■ **PASSAGE**
+--

As the Coronavirus rages through Louisiana, making it one of (if not the) biggest hot zones in the world for the pandemic, the crisis has reached dangerous new territory - our prisons.

Yesterday, 49 year-old Patrick Jones was pronounced dead at a hospital after being put on a ventilator.  He was taken to a hospital on March 19th after complaining of chest pains.  After an examination by the medical staff at the correctional facility, he was taken to the nearby hospital where he died.  Fox News reports that he was currently serving a 324-month sentence for "possession with intent to distribute 425.1 grams of crack cocaine within 1,000 feet of a junior college."

It's a nightmare scenario, with everyone living in such close quarters - it's going to be extremely difficult to contain.  According to the report, Jones was serving time at a low-security correctional facility in Oakdale, Louisiana before he was taken to the hospital.  To make the situation worse, 5 other inmates in the same facility have now tested positive for the virus as well.

The Bureau of Justice has reportedly now instituted a mandatory 14-day quarantine for all inmates entering federal prisons.  The number of people in federal prisons nationwide that have tested positive now stands at 14 inmates and 13 staff members.

This marks the first federal prison inmate in the country to die from the disease, but experts fear it won't be the last.  Currently, the United States has over 2 million inmates in about 5,000 jails and prisons across the country - all living in relatively close quarters.  If you consider prisoner transport and routine extraditions - this could spread extremely fast.

+--

■ **DATA EXTRACT**
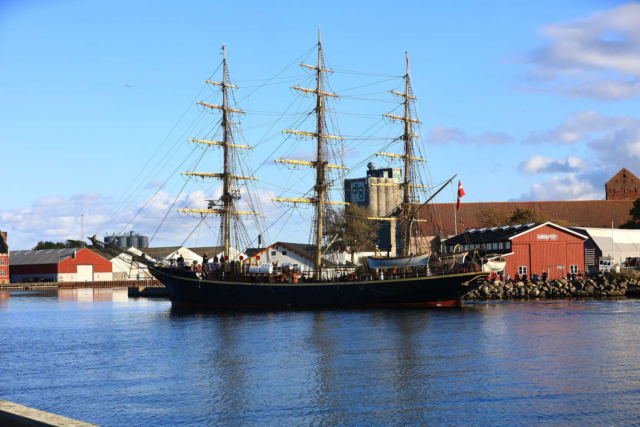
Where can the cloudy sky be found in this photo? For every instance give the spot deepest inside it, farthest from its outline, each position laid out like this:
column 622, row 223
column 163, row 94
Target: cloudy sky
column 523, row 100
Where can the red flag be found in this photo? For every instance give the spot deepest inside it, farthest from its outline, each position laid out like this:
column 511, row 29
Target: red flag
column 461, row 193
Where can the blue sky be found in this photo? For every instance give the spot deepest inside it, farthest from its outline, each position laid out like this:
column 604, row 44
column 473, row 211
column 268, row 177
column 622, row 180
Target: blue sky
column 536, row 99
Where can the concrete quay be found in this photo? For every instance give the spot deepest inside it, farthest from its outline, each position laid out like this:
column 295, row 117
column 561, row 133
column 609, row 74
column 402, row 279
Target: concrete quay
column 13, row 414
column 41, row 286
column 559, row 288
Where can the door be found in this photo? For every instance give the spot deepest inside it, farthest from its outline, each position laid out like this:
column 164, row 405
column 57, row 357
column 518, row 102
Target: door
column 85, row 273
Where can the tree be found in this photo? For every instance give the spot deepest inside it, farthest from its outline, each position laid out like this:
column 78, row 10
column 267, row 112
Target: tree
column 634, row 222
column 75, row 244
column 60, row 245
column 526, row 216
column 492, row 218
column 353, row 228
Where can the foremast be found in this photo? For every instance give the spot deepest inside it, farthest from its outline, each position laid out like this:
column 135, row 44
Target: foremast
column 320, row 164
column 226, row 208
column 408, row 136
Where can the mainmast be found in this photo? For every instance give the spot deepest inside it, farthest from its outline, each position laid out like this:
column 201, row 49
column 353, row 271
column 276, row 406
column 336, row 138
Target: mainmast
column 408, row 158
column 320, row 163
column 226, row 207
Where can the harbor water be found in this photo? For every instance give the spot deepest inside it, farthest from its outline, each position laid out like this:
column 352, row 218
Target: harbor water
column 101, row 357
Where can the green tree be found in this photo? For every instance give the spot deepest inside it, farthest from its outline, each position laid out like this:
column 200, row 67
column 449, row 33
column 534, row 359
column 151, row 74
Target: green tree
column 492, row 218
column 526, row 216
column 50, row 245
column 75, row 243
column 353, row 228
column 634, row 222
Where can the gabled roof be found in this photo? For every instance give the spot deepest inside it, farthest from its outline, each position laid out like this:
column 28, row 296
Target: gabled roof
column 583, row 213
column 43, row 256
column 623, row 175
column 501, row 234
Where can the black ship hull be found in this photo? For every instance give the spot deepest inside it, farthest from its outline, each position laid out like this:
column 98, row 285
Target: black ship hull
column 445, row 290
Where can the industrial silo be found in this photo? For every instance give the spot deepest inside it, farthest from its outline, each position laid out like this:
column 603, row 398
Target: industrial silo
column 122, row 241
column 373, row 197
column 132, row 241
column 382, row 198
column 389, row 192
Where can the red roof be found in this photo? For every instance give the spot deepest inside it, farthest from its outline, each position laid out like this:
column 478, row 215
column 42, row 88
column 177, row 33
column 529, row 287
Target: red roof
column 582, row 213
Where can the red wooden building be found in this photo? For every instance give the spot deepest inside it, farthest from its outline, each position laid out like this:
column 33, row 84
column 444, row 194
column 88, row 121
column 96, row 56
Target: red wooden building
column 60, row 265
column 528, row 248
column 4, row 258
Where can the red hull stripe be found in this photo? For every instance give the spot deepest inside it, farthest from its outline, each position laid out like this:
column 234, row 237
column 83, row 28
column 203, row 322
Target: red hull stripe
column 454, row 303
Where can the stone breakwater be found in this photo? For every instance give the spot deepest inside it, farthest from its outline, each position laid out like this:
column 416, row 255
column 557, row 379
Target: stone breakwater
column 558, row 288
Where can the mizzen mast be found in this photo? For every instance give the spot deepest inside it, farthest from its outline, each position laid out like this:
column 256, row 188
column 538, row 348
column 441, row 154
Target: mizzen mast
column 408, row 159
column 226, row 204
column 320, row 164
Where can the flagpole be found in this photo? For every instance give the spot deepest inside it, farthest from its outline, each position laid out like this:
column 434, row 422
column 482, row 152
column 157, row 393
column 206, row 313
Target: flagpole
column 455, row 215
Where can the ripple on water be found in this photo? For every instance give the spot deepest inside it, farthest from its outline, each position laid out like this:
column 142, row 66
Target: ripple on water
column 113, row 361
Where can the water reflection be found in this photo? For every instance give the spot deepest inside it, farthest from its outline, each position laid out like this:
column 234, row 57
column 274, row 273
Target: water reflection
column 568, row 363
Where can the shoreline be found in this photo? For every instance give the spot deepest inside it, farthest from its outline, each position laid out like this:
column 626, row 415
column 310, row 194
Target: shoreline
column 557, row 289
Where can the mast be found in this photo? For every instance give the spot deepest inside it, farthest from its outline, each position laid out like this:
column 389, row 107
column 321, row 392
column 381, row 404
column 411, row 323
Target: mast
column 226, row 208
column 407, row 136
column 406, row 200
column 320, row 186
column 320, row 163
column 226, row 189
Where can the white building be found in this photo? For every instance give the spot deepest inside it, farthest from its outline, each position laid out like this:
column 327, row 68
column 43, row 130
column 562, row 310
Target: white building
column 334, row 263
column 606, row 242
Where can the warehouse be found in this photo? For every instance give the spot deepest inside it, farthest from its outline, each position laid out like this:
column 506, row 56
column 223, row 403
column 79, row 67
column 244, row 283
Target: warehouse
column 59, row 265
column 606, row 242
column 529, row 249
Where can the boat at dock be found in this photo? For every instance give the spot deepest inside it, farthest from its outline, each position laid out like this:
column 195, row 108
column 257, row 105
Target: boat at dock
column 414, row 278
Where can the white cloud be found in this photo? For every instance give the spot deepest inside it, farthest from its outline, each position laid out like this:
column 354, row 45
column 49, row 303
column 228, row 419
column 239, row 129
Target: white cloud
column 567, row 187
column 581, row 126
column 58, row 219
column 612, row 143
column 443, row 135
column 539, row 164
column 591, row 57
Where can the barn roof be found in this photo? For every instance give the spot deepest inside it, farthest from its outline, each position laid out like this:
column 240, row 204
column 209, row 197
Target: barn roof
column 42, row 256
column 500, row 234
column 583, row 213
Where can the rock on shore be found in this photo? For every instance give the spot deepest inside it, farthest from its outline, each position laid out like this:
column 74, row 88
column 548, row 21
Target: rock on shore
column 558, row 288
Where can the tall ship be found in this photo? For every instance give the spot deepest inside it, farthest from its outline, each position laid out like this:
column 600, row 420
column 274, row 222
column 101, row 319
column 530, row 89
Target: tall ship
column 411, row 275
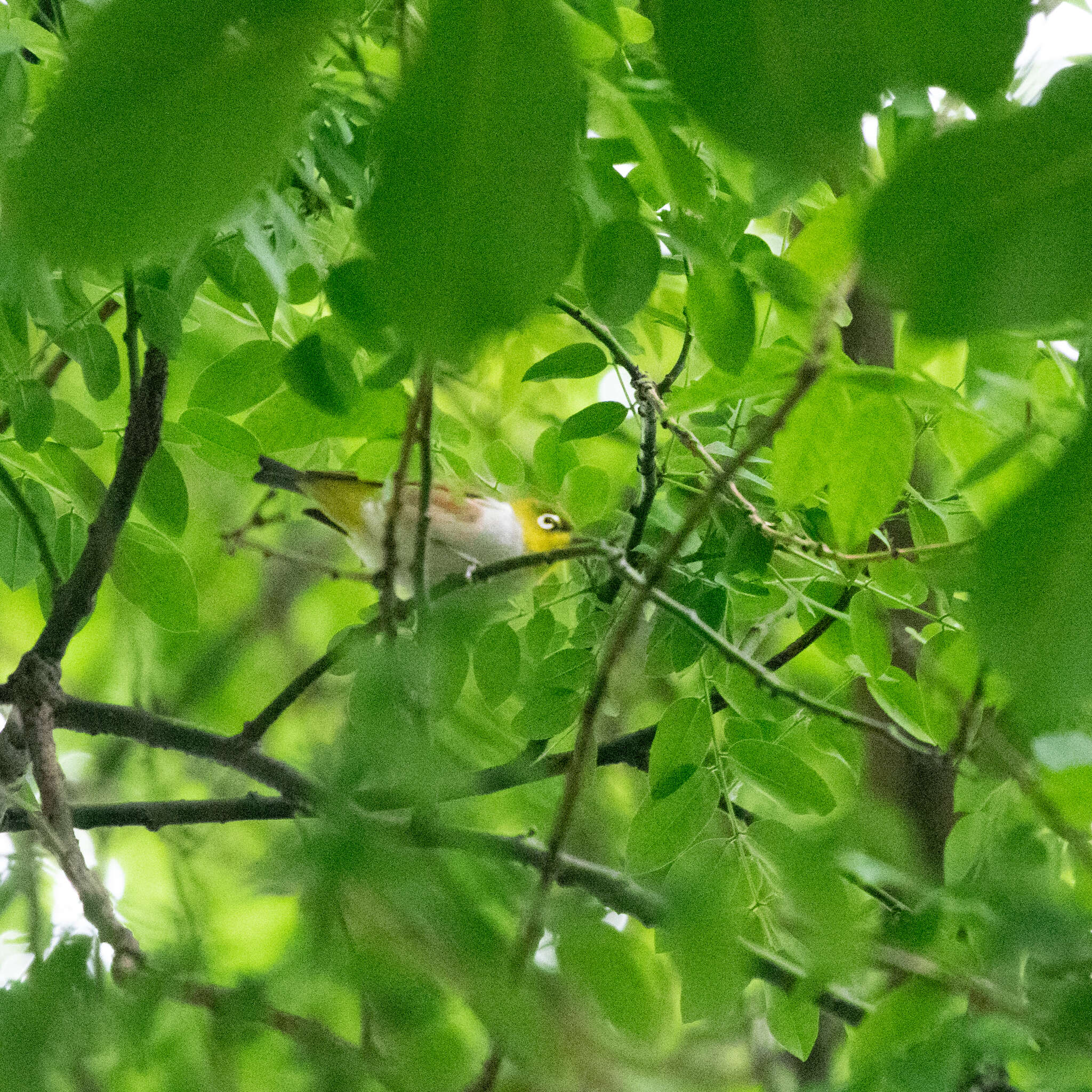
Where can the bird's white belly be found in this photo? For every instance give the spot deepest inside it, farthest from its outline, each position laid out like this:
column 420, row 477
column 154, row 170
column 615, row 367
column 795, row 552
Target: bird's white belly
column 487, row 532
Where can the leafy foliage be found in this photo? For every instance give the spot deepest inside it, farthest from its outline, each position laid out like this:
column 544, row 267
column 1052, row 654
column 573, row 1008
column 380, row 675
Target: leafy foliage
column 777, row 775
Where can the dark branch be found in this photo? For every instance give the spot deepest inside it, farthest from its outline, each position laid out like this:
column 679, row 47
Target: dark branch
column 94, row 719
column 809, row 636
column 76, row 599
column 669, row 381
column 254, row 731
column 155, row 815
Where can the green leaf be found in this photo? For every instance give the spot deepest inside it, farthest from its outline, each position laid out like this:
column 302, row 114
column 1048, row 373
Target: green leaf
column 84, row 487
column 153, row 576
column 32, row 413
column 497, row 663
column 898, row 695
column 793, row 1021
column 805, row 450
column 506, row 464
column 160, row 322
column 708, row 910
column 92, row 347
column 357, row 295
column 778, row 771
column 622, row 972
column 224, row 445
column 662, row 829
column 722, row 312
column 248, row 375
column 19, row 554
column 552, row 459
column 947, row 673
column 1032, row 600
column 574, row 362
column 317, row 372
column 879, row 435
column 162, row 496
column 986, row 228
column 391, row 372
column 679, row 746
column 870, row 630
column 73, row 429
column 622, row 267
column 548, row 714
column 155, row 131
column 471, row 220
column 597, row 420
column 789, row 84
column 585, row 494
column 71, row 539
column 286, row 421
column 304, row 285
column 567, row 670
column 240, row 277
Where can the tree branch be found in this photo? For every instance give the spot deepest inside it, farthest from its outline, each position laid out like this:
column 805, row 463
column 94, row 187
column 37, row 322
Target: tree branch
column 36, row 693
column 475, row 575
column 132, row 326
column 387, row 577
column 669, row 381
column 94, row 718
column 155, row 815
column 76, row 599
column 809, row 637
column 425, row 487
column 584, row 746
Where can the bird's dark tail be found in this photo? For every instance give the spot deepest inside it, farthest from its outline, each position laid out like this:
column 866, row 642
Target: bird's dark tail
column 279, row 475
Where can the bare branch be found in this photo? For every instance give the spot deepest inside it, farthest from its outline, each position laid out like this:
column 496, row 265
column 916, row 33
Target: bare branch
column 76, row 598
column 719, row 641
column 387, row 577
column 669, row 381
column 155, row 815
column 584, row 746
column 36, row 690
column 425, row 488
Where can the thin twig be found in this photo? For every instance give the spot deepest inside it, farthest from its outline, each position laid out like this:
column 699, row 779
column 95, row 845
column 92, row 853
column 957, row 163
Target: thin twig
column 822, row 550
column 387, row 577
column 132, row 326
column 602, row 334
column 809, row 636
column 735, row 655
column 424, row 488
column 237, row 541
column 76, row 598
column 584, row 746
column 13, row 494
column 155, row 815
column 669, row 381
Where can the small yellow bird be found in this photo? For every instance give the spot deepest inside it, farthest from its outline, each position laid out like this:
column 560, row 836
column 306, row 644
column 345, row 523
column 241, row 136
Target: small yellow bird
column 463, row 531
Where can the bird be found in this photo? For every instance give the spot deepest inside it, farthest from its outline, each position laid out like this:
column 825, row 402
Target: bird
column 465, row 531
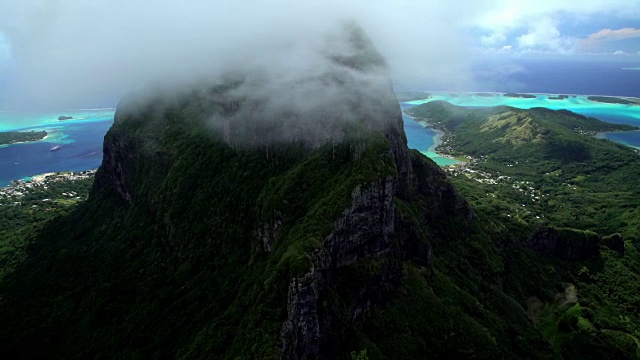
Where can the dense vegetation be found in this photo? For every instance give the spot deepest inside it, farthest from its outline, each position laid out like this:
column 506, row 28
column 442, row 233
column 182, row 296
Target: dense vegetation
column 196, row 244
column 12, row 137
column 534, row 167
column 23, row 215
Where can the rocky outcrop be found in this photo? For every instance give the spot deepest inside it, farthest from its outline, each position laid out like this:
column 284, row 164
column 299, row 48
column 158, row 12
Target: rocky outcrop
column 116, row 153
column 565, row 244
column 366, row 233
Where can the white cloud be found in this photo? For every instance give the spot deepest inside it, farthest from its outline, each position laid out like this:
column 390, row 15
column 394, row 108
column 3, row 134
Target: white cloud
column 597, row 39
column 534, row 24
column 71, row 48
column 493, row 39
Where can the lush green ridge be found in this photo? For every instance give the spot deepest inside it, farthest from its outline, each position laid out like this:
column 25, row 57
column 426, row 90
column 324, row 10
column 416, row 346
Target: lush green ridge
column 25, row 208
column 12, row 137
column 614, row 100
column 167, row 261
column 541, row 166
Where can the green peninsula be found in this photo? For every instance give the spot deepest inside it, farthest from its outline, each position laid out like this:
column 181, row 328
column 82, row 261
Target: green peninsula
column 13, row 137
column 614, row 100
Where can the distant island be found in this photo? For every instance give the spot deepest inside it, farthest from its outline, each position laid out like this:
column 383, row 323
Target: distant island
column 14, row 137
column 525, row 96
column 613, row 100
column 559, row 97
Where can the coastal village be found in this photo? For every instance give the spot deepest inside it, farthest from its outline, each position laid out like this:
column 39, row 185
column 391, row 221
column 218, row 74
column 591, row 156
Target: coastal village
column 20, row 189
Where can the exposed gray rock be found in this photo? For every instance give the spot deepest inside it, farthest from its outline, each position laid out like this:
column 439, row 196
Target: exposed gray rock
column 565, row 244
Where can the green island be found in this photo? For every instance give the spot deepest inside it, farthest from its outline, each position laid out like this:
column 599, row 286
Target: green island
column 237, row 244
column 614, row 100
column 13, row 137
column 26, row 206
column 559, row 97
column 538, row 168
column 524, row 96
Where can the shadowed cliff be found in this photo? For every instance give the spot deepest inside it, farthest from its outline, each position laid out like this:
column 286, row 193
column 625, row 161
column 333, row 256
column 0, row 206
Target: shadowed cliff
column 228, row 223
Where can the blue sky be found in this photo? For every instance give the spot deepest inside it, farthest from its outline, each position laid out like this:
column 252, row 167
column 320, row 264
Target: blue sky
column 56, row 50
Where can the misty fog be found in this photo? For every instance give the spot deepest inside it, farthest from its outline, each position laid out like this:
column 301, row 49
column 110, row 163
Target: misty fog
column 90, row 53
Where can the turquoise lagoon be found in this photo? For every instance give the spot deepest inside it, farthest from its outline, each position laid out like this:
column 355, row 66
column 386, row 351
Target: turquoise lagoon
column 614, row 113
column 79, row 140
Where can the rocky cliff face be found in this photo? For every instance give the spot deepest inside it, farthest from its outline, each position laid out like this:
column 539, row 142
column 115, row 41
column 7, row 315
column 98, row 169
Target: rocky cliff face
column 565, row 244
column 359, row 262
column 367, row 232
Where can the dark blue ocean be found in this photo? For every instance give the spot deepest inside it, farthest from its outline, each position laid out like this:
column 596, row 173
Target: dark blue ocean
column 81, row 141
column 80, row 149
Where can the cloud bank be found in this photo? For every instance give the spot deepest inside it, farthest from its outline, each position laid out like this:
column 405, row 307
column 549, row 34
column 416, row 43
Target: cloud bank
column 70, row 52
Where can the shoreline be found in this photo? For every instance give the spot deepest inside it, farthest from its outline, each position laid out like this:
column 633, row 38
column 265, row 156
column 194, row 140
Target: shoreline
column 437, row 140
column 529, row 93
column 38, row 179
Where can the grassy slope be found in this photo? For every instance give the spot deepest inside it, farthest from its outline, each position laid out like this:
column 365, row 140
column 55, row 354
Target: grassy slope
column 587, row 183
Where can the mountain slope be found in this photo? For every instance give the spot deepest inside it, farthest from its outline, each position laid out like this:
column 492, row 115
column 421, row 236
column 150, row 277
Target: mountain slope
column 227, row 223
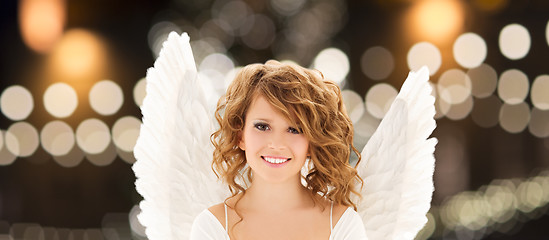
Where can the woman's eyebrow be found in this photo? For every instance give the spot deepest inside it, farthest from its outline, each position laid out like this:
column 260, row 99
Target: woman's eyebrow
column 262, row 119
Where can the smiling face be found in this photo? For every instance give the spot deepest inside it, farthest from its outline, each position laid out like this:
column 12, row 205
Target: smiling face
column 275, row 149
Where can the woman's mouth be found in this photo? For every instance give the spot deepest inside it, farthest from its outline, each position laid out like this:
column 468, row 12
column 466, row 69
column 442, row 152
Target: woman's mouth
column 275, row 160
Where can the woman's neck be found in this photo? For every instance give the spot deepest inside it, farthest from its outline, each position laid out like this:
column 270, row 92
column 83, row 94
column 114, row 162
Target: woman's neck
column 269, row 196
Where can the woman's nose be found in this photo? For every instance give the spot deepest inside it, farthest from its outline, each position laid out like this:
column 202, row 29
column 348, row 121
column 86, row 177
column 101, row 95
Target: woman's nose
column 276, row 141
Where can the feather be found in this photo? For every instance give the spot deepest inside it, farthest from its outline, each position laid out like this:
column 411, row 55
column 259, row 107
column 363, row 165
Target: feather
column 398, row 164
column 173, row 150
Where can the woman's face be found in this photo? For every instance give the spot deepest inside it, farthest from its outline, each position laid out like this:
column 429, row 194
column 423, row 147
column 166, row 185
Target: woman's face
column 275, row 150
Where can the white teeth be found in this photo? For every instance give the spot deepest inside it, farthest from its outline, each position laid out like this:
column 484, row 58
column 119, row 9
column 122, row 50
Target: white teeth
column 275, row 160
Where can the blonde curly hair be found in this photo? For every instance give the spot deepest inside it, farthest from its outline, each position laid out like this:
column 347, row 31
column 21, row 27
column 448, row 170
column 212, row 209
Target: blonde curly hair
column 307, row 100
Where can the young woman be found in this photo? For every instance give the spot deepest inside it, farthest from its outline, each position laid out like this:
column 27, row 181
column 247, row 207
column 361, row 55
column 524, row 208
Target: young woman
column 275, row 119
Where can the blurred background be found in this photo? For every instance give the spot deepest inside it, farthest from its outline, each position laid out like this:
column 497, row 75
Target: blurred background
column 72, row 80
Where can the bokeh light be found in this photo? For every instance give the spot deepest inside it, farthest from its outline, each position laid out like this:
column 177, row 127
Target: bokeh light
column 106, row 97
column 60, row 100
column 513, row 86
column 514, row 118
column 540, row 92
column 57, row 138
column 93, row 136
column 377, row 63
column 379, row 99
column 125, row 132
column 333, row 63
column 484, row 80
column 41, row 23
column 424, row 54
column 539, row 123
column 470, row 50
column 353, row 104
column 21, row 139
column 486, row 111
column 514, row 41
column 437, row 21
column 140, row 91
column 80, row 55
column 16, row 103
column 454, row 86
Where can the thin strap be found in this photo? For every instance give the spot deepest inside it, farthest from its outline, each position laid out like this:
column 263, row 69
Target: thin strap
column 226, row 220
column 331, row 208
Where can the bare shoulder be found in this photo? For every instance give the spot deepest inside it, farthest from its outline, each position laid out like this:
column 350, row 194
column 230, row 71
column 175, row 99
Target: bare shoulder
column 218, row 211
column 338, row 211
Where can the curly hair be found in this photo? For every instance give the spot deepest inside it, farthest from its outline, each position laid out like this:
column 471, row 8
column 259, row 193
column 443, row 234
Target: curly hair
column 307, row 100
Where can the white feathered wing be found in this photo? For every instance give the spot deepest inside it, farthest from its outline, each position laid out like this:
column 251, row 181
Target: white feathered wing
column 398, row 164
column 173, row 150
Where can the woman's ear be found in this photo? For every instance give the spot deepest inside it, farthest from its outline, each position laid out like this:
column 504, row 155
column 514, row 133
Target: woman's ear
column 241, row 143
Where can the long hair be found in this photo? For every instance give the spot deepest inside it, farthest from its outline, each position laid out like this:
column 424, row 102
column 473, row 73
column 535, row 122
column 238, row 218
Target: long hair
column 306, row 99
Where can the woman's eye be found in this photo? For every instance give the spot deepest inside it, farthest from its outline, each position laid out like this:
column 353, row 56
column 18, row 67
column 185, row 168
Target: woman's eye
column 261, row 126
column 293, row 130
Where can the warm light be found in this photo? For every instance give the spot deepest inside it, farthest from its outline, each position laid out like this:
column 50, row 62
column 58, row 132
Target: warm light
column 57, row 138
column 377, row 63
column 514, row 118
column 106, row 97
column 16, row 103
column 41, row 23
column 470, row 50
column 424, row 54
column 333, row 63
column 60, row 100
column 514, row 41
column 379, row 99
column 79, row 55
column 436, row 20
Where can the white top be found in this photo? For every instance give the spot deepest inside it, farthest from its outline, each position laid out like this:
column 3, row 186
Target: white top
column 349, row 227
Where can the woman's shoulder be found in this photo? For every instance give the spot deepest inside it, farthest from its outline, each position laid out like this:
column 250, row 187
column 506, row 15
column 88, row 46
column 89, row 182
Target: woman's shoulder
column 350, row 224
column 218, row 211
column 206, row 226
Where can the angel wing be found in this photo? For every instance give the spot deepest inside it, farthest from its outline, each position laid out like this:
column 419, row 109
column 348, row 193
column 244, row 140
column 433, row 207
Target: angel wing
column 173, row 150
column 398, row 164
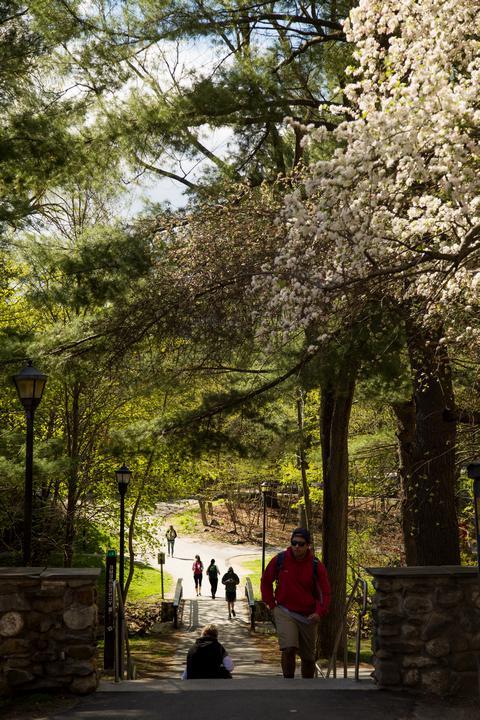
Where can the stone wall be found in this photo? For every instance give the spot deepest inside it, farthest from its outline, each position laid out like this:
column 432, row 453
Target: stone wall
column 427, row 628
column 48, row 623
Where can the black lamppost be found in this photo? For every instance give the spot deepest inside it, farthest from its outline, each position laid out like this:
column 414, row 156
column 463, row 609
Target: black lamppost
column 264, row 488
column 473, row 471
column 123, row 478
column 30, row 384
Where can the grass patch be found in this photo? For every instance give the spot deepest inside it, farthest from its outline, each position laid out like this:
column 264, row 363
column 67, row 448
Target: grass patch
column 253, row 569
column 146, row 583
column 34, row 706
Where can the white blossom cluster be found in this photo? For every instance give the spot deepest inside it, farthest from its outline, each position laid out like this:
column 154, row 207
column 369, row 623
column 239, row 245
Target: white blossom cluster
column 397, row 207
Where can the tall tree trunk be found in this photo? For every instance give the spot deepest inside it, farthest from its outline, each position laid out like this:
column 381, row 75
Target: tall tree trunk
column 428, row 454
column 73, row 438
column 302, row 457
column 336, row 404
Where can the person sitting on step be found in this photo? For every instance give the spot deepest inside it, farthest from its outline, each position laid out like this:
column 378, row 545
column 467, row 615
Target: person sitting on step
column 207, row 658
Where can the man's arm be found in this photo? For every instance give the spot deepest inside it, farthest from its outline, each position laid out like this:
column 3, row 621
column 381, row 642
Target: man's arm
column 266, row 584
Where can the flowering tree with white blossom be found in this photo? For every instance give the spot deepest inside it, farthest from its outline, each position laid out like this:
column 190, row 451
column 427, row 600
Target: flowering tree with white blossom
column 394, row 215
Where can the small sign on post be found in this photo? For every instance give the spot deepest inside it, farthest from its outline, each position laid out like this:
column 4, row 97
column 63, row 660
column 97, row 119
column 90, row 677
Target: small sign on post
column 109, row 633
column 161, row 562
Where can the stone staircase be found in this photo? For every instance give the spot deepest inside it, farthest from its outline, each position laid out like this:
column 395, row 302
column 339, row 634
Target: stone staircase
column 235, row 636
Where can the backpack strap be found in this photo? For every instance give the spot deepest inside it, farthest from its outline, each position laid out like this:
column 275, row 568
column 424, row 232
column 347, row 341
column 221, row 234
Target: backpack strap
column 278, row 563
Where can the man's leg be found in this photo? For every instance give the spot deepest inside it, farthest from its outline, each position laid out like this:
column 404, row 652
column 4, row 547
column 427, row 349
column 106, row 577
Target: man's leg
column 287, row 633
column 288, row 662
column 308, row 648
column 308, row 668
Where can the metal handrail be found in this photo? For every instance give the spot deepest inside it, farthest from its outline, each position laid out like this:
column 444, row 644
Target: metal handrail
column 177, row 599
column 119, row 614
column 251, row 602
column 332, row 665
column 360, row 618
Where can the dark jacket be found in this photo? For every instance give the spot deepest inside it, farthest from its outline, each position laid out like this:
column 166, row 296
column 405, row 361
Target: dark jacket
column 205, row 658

+--

■ **TASK GOAL**
In the passage on the Louisiana prison outbreak, how long is the mandatory quarantine for all inmates entering federal prisons?

■ **RESULT OF THE TASK**
The quarantine lasts 14 days.